[Data records]
+===+
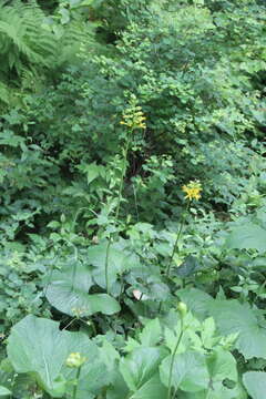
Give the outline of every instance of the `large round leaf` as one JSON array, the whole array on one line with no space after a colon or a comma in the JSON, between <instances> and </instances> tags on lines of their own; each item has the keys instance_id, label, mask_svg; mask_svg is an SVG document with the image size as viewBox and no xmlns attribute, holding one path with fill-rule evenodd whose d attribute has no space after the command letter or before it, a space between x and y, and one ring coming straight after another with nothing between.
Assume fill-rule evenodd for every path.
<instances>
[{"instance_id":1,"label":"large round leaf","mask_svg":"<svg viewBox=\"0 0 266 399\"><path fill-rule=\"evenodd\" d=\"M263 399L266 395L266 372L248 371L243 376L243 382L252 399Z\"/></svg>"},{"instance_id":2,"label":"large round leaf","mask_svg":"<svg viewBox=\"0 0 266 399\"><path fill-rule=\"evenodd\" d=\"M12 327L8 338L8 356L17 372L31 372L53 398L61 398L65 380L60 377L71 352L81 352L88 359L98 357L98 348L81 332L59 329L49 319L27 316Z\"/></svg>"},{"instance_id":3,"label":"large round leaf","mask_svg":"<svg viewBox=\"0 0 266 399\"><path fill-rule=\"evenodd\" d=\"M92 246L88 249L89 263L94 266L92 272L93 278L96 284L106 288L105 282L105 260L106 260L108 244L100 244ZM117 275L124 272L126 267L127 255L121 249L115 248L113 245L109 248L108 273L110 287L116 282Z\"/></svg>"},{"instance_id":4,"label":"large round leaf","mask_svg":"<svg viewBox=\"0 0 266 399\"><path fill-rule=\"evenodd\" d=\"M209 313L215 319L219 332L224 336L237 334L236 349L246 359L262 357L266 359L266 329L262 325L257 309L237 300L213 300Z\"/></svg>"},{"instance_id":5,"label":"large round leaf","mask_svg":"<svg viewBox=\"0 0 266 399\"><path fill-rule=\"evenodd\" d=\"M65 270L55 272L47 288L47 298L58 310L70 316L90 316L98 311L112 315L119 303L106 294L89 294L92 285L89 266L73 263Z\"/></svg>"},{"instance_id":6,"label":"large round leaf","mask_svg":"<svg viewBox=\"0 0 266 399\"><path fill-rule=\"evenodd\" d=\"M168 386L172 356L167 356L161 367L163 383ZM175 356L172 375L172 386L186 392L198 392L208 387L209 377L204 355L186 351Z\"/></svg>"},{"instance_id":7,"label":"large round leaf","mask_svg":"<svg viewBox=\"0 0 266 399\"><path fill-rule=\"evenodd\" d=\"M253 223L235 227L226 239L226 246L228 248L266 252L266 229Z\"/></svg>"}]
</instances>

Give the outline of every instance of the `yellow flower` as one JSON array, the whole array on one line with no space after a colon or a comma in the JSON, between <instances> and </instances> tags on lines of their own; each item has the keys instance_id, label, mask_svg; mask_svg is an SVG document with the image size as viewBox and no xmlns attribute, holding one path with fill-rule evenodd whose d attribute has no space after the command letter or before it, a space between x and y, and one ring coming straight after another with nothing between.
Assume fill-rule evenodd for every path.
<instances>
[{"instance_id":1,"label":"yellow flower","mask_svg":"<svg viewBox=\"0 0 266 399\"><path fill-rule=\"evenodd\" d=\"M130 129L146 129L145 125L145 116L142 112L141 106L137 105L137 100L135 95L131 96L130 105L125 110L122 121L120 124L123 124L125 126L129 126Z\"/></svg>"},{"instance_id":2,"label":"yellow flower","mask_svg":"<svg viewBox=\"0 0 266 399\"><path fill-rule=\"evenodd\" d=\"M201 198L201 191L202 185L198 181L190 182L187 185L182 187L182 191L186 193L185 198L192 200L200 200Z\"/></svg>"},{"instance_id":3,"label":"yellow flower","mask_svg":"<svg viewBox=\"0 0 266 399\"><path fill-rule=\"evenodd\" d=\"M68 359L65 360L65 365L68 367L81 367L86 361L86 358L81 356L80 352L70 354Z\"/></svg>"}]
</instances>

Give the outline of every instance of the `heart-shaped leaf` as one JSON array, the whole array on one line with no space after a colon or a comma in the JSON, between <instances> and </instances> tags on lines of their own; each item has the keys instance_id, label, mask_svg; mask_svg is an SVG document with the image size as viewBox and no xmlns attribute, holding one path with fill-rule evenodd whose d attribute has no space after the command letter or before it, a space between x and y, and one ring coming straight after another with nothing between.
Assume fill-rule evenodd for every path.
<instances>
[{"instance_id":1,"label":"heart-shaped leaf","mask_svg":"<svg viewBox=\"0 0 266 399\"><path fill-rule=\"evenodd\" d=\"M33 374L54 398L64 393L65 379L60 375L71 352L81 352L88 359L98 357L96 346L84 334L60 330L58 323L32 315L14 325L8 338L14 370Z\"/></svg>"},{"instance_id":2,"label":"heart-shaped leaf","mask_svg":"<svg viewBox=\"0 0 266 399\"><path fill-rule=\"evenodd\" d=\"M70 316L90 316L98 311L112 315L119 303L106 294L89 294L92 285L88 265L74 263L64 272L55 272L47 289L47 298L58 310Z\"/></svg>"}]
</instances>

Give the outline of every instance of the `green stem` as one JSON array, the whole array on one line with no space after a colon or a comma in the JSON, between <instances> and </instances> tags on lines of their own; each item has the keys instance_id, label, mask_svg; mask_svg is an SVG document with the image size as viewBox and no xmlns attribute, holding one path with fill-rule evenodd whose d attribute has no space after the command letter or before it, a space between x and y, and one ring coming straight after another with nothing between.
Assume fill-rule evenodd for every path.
+===+
PROMPT: Extract all the data above exactly, excluding every picture.

TASK ANSWER:
Give the outline of every instance of the `large round leaf` as one JSON array, the whole array on one line with no space after a colon or a comma in the JSON, between <instances> and </instances> tags on lines of their own; each item has the keys instance_id, label, mask_svg; mask_svg is an SVG document with the image size as viewBox and no xmlns attribute, holding one path with fill-rule evenodd whose d attribute has no space after the command letter or before it, a space between x and y, and one ring coming straight after another with nothing between.
Assume fill-rule evenodd for every path.
<instances>
[{"instance_id":1,"label":"large round leaf","mask_svg":"<svg viewBox=\"0 0 266 399\"><path fill-rule=\"evenodd\" d=\"M263 399L266 395L266 372L248 371L243 376L243 382L252 399Z\"/></svg>"},{"instance_id":2,"label":"large round leaf","mask_svg":"<svg viewBox=\"0 0 266 399\"><path fill-rule=\"evenodd\" d=\"M12 327L8 338L8 356L17 372L31 372L53 398L61 398L65 380L60 377L71 352L81 352L88 359L98 357L98 348L81 332L59 329L49 319L27 316Z\"/></svg>"},{"instance_id":3,"label":"large round leaf","mask_svg":"<svg viewBox=\"0 0 266 399\"><path fill-rule=\"evenodd\" d=\"M92 246L88 249L89 263L94 266L92 272L93 278L96 284L106 288L105 282L105 260L106 260L108 244L100 244ZM117 275L124 272L126 267L127 255L121 249L115 248L113 245L109 248L108 273L110 287L116 282Z\"/></svg>"},{"instance_id":4,"label":"large round leaf","mask_svg":"<svg viewBox=\"0 0 266 399\"><path fill-rule=\"evenodd\" d=\"M209 313L215 319L219 332L224 336L237 334L236 349L246 359L262 357L266 359L266 329L262 325L257 309L237 300L213 300Z\"/></svg>"},{"instance_id":5,"label":"large round leaf","mask_svg":"<svg viewBox=\"0 0 266 399\"><path fill-rule=\"evenodd\" d=\"M65 270L55 272L47 288L47 298L58 310L70 316L90 316L98 311L112 315L119 303L106 294L89 294L92 285L89 266L73 263Z\"/></svg>"},{"instance_id":6,"label":"large round leaf","mask_svg":"<svg viewBox=\"0 0 266 399\"><path fill-rule=\"evenodd\" d=\"M168 386L172 356L167 356L161 367L163 383ZM175 356L172 375L172 386L186 392L198 392L208 387L209 377L204 355L186 351Z\"/></svg>"},{"instance_id":7,"label":"large round leaf","mask_svg":"<svg viewBox=\"0 0 266 399\"><path fill-rule=\"evenodd\" d=\"M253 223L235 227L226 239L226 246L228 248L266 252L266 229Z\"/></svg>"}]
</instances>

Give the outline of every instance of the `yellow flower` as one JSON array, the whole array on one line with no space after a colon or a comma in the JSON, between <instances> and </instances> tags on lines of their own; each item has the keys instance_id, label, mask_svg; mask_svg is an SVG document with the image size as viewBox and no xmlns attribute, holding one path with fill-rule evenodd whose d attribute has no space after the command letter or before it, a space between x and y, and one ring coming straight after another with nothing between.
Assume fill-rule evenodd for every path.
<instances>
[{"instance_id":1,"label":"yellow flower","mask_svg":"<svg viewBox=\"0 0 266 399\"><path fill-rule=\"evenodd\" d=\"M130 129L146 129L145 125L145 116L142 112L141 106L137 105L137 100L135 95L131 96L130 105L125 110L122 121L120 124L123 124L125 126L129 126Z\"/></svg>"},{"instance_id":2,"label":"yellow flower","mask_svg":"<svg viewBox=\"0 0 266 399\"><path fill-rule=\"evenodd\" d=\"M201 198L201 191L202 185L198 181L190 182L187 185L182 187L182 191L186 193L185 198L192 200L200 200Z\"/></svg>"},{"instance_id":3,"label":"yellow flower","mask_svg":"<svg viewBox=\"0 0 266 399\"><path fill-rule=\"evenodd\" d=\"M68 359L65 360L65 365L68 367L81 367L86 361L86 358L81 356L80 352L70 354Z\"/></svg>"}]
</instances>

Give the outline of every instance of the `heart-shaped leaf` as one JSON array, the whole array on one line with no space after a colon or a comma in the JSON, between <instances> and </instances> tags on lines of their own; each item has the keys instance_id, label, mask_svg; mask_svg is an SVG document with the image size as viewBox and no xmlns attribute, holding one path with fill-rule evenodd whose d attribute has no space after the command letter or before it, a space between x and y, and one ring coming straight after another with nothing between.
Assume fill-rule evenodd for every path.
<instances>
[{"instance_id":1,"label":"heart-shaped leaf","mask_svg":"<svg viewBox=\"0 0 266 399\"><path fill-rule=\"evenodd\" d=\"M33 374L54 398L64 393L65 379L60 375L71 352L81 352L88 359L98 357L96 346L84 334L60 330L58 323L32 315L14 325L8 338L14 370Z\"/></svg>"},{"instance_id":2,"label":"heart-shaped leaf","mask_svg":"<svg viewBox=\"0 0 266 399\"><path fill-rule=\"evenodd\" d=\"M70 316L90 316L98 311L112 315L119 303L106 294L89 294L92 285L88 265L74 263L64 272L55 272L47 289L47 298L58 310Z\"/></svg>"}]
</instances>

Give the outline of every instance of the `green stem` as one JSON array, the whole array on one line with no space after a colon or a comma in the JSON, between <instances> and </instances> tags on lines of their own; each item has the keys instance_id, label, mask_svg; mask_svg is an SVG document with the image size as viewBox and no xmlns attribute, holding one path with fill-rule evenodd whose d attribute has no space after the command letter or before it, a space between x and y, and one ring coming straight after another with nothing between.
Assume fill-rule evenodd for every path.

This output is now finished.